◆ ABOUT THIS EXERCISE:
Could you set down exactly the lines in the records below between the line holding "Target: frozen pond" and the line holding "written like (759,478).", inclusive?

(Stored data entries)
[Start of Attachment]
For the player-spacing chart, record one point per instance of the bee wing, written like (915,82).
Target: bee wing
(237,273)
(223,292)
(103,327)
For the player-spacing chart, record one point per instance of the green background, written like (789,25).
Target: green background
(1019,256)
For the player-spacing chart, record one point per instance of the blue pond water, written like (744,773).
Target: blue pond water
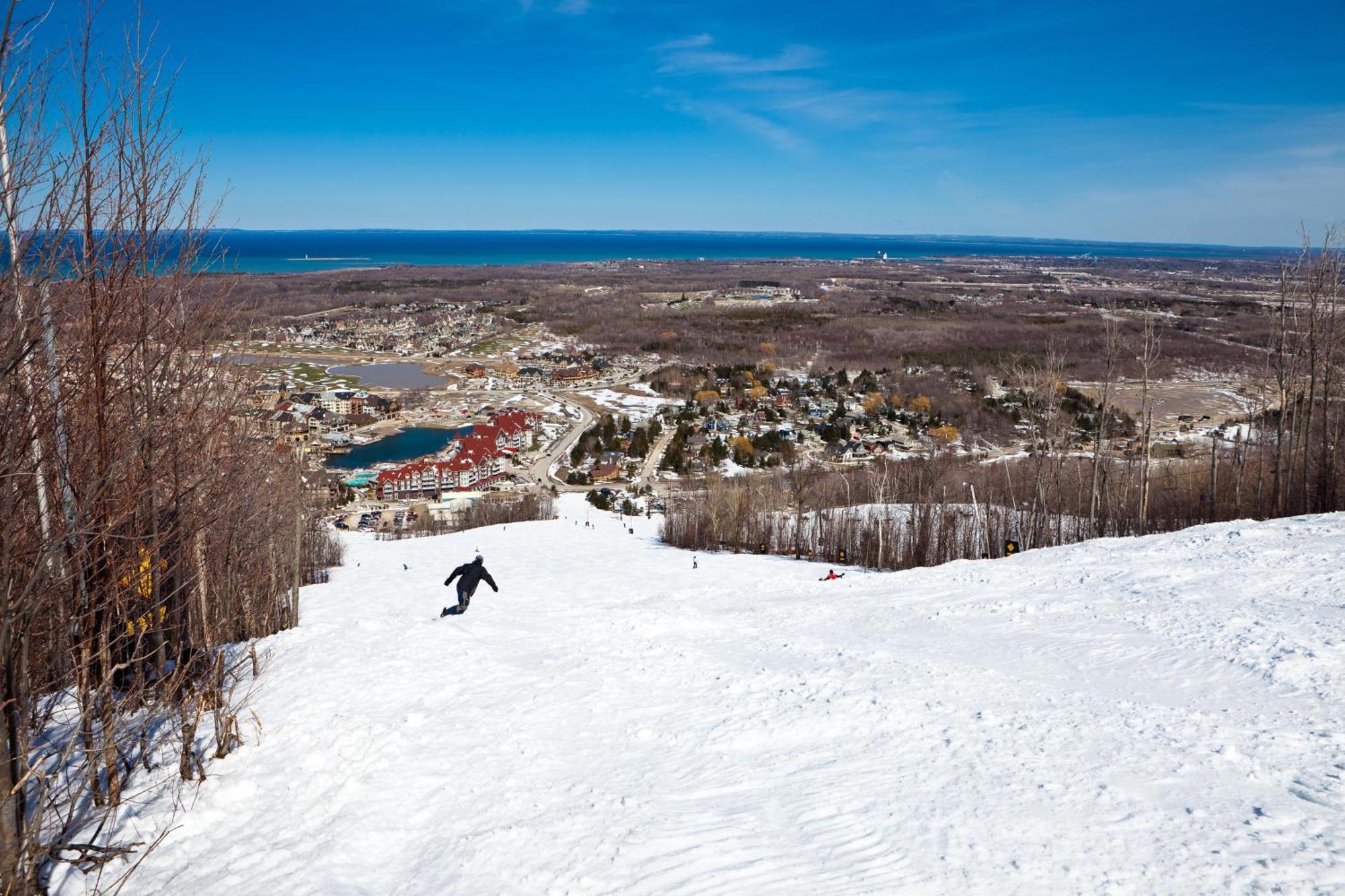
(408,444)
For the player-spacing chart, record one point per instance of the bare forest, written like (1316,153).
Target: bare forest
(1281,460)
(143,534)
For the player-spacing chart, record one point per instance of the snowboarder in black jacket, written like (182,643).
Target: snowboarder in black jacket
(469,576)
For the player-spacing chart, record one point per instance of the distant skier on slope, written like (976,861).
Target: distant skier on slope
(469,576)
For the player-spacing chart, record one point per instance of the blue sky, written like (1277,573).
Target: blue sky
(1167,122)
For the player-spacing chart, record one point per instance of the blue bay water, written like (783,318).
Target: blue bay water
(298,251)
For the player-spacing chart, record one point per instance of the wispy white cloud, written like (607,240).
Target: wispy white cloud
(786,97)
(563,7)
(726,114)
(696,56)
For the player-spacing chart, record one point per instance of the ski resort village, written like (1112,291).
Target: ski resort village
(375,529)
(592,615)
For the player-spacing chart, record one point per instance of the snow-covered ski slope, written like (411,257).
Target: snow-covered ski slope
(1159,715)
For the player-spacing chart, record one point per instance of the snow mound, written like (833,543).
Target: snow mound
(1120,716)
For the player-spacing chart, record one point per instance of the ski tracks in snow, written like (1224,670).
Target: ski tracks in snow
(1124,716)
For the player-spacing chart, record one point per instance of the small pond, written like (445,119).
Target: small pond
(407,444)
(397,374)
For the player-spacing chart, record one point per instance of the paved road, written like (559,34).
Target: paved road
(541,470)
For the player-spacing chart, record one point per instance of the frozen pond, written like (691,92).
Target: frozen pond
(397,374)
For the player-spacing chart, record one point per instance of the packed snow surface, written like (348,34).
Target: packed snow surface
(1121,716)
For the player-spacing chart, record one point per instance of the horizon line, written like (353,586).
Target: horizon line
(765,233)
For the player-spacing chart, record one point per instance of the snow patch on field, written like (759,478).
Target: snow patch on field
(1120,716)
(637,407)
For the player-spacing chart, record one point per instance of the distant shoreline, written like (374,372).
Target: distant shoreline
(274,252)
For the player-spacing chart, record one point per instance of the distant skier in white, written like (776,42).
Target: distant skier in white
(469,577)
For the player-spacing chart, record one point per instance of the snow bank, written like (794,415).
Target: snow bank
(1118,716)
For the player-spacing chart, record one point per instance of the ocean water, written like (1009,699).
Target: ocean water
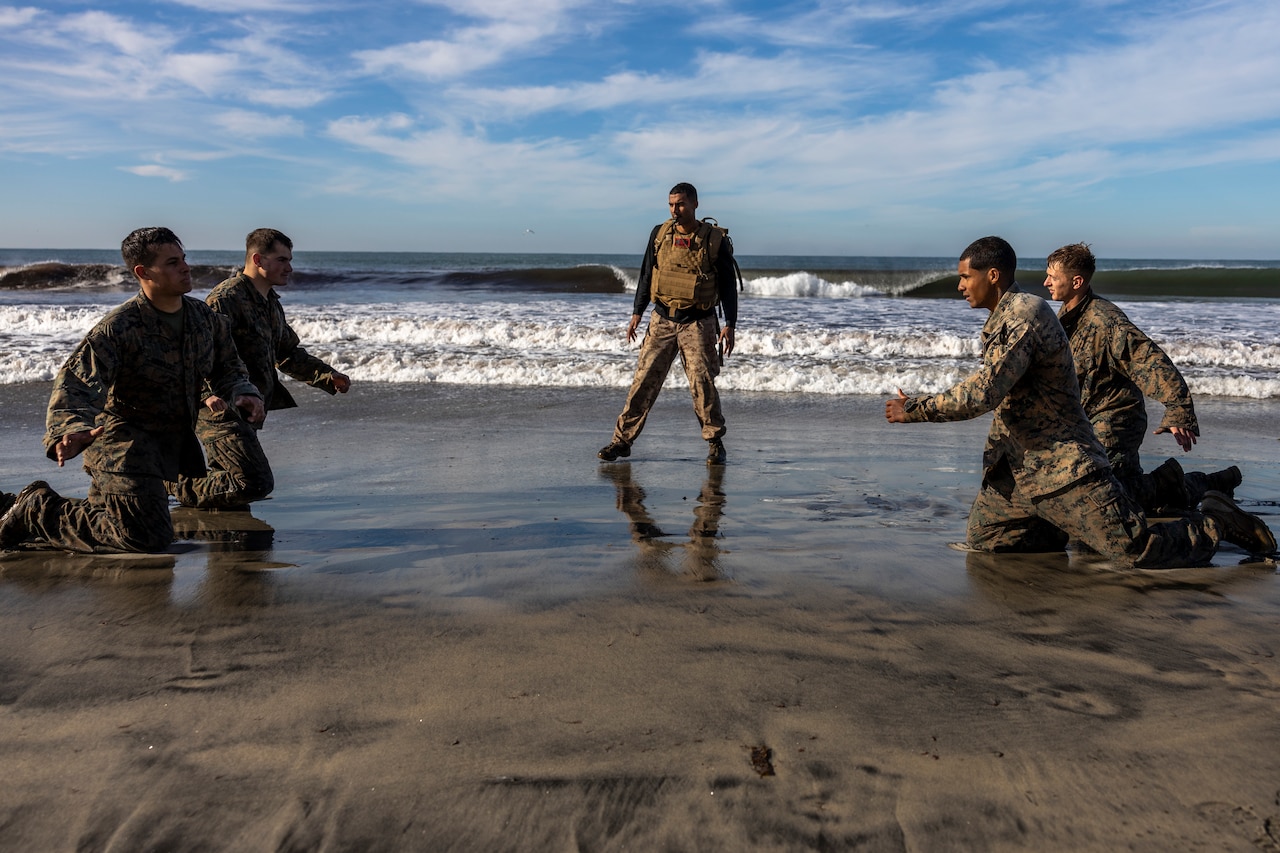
(810,325)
[End of Attachment]
◆ SOLUTION TO THIS EXERCISE:
Target: frozen pond
(397,374)
For the player-spacing chart, record one point per instance of the packed snow surface, written like (348,34).
Target: packed snow surface
(1121,716)
For the player-spacing chart, record one point per instance of the horizon line, written like (353,586).
Target: horizon line
(765,233)
For the player-spacing chart, record one point per instance of the snow patch on field, written like (759,478).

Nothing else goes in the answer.